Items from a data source
_ _ _ _
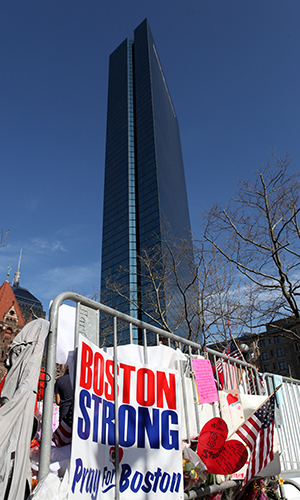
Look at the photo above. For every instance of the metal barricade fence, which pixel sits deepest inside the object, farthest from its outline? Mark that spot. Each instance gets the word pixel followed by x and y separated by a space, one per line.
pixel 234 373
pixel 287 421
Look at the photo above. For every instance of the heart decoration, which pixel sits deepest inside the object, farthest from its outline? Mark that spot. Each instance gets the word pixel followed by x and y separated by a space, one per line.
pixel 220 456
pixel 232 398
pixel 112 454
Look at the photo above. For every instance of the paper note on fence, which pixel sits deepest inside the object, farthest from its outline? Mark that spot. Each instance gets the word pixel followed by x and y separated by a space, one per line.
pixel 205 381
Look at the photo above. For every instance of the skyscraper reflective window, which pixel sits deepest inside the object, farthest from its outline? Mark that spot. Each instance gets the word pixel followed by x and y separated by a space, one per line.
pixel 145 197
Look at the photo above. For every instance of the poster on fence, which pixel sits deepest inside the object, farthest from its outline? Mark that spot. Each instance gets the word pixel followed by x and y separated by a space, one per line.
pixel 150 453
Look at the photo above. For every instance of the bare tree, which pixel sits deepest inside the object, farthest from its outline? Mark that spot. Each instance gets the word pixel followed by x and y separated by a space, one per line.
pixel 191 293
pixel 258 232
pixel 3 236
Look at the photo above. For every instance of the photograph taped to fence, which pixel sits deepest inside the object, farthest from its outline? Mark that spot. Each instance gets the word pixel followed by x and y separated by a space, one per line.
pixel 150 453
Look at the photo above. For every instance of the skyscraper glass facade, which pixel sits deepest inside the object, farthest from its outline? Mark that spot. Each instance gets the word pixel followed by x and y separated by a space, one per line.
pixel 144 189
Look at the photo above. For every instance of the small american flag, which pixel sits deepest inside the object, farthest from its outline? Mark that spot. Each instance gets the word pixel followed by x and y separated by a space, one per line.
pixel 63 434
pixel 232 351
pixel 257 432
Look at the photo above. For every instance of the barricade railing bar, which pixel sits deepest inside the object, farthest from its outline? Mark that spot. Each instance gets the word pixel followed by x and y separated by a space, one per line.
pixel 287 421
pixel 235 374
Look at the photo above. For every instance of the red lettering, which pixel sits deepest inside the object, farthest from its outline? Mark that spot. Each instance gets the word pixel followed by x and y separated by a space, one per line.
pixel 163 388
pixel 145 390
pixel 85 369
pixel 109 385
pixel 98 379
pixel 126 382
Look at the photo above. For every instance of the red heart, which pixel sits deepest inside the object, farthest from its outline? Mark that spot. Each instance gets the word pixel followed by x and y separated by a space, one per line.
pixel 112 454
pixel 228 459
pixel 231 399
pixel 220 456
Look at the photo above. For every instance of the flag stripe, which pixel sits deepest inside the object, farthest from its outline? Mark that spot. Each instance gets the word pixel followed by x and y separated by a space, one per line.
pixel 257 433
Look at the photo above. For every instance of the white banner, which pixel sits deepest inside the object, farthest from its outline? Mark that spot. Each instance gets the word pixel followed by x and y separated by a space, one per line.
pixel 149 430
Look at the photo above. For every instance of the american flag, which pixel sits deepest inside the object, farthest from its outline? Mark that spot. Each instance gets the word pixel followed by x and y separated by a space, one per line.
pixel 257 432
pixel 232 351
pixel 63 434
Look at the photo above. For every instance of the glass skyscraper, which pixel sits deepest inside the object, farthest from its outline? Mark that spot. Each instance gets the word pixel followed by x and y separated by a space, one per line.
pixel 145 197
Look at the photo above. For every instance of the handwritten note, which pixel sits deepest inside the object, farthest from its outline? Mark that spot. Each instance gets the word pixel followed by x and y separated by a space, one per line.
pixel 205 381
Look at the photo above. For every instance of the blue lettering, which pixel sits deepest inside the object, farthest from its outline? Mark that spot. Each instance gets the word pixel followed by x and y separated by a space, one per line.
pixel 85 471
pixel 96 484
pixel 128 413
pixel 145 425
pixel 174 477
pixel 77 473
pixel 136 481
pixel 157 475
pixel 89 481
pixel 97 402
pixel 108 417
pixel 165 430
pixel 163 487
pixel 147 486
pixel 124 482
pixel 84 400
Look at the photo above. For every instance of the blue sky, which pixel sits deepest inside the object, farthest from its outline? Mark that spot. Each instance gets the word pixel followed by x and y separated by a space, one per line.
pixel 233 72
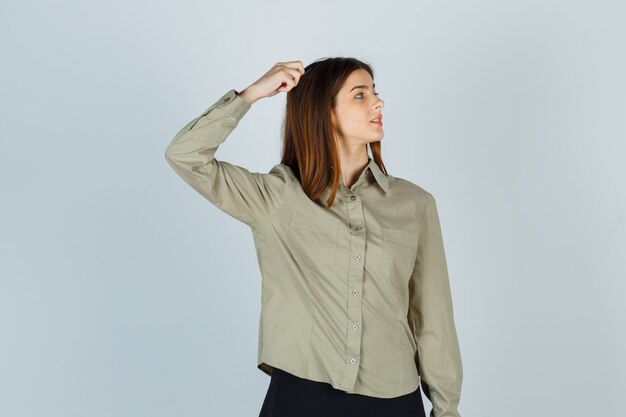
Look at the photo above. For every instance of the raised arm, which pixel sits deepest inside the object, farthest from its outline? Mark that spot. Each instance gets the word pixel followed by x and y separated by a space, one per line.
pixel 432 320
pixel 250 197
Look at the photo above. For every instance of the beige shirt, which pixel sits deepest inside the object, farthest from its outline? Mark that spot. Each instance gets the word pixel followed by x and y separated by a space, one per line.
pixel 356 295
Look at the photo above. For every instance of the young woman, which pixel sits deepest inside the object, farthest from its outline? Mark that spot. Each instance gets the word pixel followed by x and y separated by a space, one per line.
pixel 356 305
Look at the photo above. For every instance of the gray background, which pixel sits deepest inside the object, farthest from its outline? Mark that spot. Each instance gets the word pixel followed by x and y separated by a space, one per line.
pixel 124 293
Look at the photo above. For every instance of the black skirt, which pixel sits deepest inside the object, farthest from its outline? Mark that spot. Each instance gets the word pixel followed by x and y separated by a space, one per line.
pixel 291 396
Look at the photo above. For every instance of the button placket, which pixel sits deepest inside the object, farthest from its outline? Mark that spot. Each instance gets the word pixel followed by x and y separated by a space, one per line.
pixel 355 283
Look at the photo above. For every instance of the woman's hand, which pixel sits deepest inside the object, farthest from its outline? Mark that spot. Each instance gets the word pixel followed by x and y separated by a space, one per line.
pixel 283 76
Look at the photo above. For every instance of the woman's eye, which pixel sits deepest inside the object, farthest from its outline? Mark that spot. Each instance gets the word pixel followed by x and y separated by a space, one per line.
pixel 360 94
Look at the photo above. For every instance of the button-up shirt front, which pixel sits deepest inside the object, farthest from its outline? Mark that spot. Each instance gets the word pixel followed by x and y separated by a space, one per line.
pixel 356 295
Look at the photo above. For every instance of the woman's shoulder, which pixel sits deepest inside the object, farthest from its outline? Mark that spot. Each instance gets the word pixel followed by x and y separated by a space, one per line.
pixel 407 187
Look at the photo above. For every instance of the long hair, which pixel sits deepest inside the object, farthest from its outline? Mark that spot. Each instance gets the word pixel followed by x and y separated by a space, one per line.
pixel 309 135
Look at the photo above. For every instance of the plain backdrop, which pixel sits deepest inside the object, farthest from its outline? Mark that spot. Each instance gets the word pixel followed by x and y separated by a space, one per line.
pixel 511 113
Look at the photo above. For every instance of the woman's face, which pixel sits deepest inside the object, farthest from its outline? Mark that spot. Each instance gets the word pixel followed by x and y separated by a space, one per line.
pixel 356 105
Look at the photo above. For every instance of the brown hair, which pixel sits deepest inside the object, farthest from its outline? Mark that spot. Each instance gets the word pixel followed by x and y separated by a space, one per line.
pixel 309 141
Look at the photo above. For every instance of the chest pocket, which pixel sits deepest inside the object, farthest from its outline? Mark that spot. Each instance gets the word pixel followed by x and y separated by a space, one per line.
pixel 314 239
pixel 399 253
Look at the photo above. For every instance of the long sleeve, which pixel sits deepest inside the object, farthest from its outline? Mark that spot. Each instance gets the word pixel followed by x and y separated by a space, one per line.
pixel 250 197
pixel 432 320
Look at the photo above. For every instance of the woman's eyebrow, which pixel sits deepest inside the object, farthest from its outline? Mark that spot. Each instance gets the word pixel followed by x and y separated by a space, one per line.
pixel 363 86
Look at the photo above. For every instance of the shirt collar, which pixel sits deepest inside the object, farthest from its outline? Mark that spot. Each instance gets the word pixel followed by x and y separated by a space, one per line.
pixel 380 177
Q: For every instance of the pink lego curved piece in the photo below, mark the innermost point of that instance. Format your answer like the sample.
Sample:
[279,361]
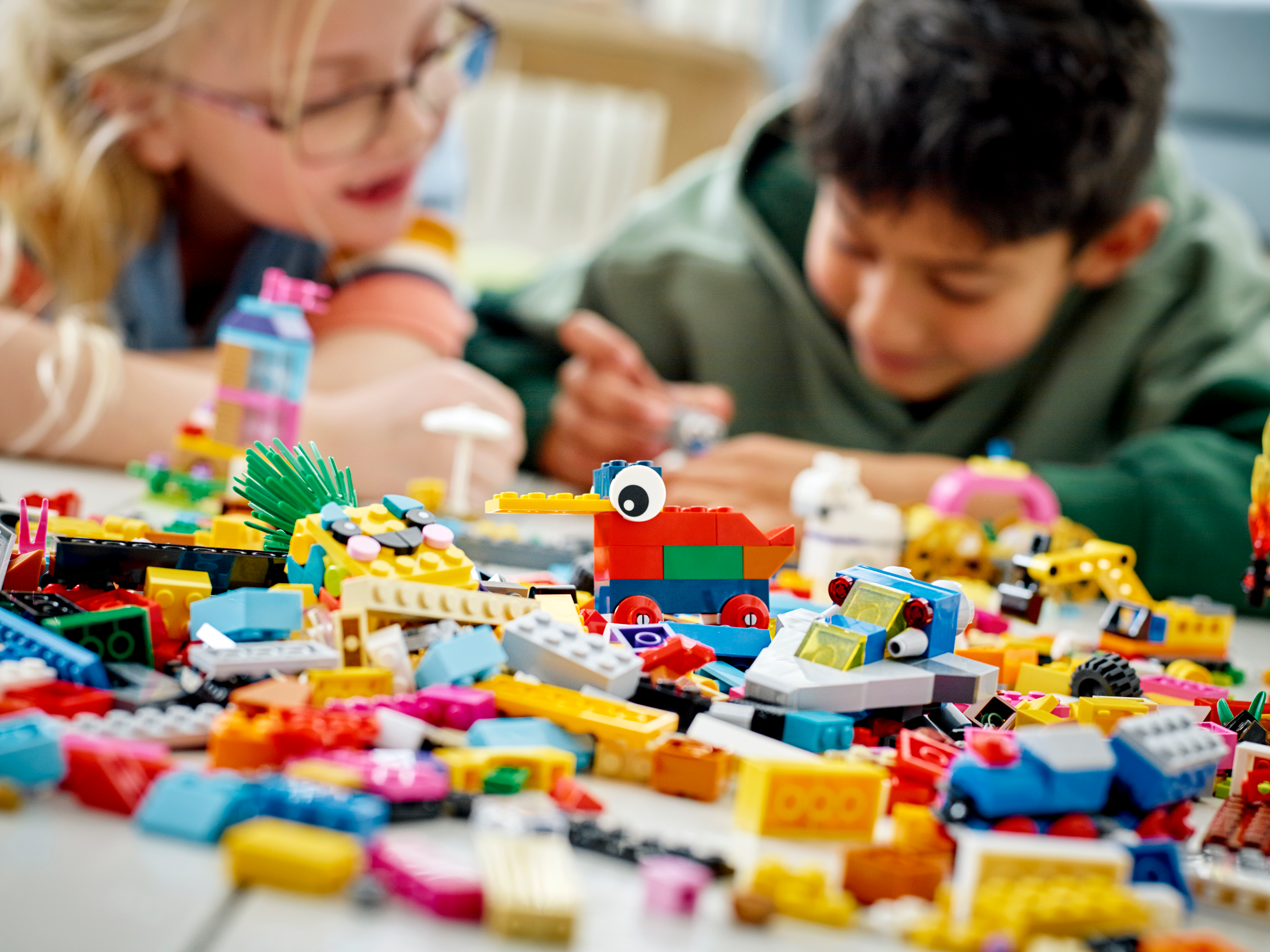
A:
[953,491]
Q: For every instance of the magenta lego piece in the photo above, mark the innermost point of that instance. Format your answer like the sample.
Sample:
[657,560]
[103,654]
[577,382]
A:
[672,884]
[1227,737]
[1182,688]
[413,871]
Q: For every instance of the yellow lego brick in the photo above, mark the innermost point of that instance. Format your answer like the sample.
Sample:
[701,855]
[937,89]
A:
[469,766]
[432,565]
[176,591]
[420,600]
[348,682]
[829,799]
[291,856]
[618,720]
[530,884]
[587,503]
[1105,711]
[1052,681]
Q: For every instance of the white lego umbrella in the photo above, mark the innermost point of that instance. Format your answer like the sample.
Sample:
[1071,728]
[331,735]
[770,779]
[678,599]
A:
[469,423]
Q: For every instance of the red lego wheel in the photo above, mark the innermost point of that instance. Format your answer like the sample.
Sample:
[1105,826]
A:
[745,612]
[637,610]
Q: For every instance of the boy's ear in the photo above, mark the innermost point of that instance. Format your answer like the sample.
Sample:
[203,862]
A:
[151,136]
[1108,257]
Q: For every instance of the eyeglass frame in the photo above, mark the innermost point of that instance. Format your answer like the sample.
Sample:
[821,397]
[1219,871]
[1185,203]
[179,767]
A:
[386,92]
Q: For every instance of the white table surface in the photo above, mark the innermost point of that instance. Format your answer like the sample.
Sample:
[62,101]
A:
[74,879]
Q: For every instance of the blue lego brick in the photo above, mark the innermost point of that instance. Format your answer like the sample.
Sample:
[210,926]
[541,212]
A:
[818,730]
[304,801]
[680,596]
[530,731]
[1159,861]
[251,615]
[601,478]
[197,806]
[460,659]
[30,749]
[312,573]
[73,663]
[945,604]
[724,674]
[728,641]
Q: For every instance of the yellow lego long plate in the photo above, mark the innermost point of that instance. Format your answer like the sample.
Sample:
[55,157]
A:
[579,714]
[421,600]
[587,504]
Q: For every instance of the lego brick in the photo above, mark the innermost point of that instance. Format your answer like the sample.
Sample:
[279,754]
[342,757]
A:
[579,714]
[531,889]
[702,561]
[30,749]
[680,596]
[568,657]
[417,600]
[671,527]
[251,615]
[22,639]
[469,655]
[271,852]
[629,563]
[196,806]
[120,635]
[98,563]
[824,799]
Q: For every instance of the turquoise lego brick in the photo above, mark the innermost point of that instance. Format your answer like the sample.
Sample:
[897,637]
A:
[703,563]
[530,731]
[197,806]
[461,659]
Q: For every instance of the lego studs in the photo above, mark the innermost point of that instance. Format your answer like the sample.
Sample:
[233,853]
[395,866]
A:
[638,493]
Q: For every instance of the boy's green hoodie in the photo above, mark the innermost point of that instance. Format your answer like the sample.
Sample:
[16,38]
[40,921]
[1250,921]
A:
[1142,405]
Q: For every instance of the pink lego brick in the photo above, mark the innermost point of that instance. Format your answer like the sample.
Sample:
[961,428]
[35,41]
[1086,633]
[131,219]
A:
[416,873]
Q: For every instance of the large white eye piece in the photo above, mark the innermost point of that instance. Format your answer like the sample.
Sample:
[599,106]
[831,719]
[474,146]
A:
[638,493]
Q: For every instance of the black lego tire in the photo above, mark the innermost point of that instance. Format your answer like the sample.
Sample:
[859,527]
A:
[1106,674]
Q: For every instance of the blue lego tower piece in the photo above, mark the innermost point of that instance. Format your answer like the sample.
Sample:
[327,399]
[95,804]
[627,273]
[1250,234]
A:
[251,615]
[530,731]
[818,730]
[73,663]
[30,749]
[461,659]
[197,806]
[601,478]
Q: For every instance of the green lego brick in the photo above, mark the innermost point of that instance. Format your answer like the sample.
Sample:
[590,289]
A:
[115,635]
[703,563]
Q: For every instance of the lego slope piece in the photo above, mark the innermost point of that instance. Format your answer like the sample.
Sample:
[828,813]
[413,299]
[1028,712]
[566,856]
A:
[826,799]
[418,600]
[568,657]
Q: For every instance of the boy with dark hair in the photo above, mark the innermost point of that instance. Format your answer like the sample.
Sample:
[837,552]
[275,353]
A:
[968,230]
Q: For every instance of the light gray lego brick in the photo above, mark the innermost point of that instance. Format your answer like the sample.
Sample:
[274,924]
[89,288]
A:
[985,677]
[568,657]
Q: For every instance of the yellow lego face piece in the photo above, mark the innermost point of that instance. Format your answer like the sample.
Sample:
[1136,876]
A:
[832,647]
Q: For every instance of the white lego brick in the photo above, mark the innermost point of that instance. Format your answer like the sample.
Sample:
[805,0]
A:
[745,743]
[24,673]
[177,727]
[1170,742]
[569,657]
[264,657]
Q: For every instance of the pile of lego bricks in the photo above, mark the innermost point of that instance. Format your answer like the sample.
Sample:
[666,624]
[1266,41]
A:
[337,700]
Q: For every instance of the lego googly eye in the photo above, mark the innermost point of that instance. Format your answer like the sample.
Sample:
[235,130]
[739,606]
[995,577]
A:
[638,493]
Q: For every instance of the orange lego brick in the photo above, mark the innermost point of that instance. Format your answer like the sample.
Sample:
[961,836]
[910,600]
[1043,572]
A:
[687,768]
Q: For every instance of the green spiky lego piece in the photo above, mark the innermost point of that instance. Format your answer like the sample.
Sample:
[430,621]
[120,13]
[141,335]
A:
[283,488]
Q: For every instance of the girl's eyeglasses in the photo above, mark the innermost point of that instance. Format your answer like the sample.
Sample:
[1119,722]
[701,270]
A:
[350,123]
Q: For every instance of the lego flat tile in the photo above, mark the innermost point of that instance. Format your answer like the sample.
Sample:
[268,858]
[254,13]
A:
[702,561]
[420,600]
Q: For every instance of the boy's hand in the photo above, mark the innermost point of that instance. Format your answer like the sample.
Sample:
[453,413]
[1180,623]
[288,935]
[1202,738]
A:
[613,405]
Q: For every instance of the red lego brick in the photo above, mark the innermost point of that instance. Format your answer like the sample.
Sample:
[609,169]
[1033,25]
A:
[671,527]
_ _ _ _
» What is expected
In the entries above, find each line with the word "pink" and return it.

» Your solution
Q: For every instance of the pink lego curved piece in the photo below, mark the innermost point of that instance. Format your answer like the sample.
Q: For every instance of the pink lego brick in the photo above, mark the innermost point of that instance. Format your answer like the sample.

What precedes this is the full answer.